**Directions**
Copy the listing below line for line, keeping every character unchanged.

**Data listing**
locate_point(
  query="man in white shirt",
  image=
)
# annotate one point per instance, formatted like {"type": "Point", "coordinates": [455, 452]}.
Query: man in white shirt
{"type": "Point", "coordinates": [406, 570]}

**Response to the task**
locate_point(
  query="man in white shirt",
  image=
)
# annotate one point per instance, formatted like {"type": "Point", "coordinates": [455, 452]}.
Query: man in white shirt
{"type": "Point", "coordinates": [406, 570]}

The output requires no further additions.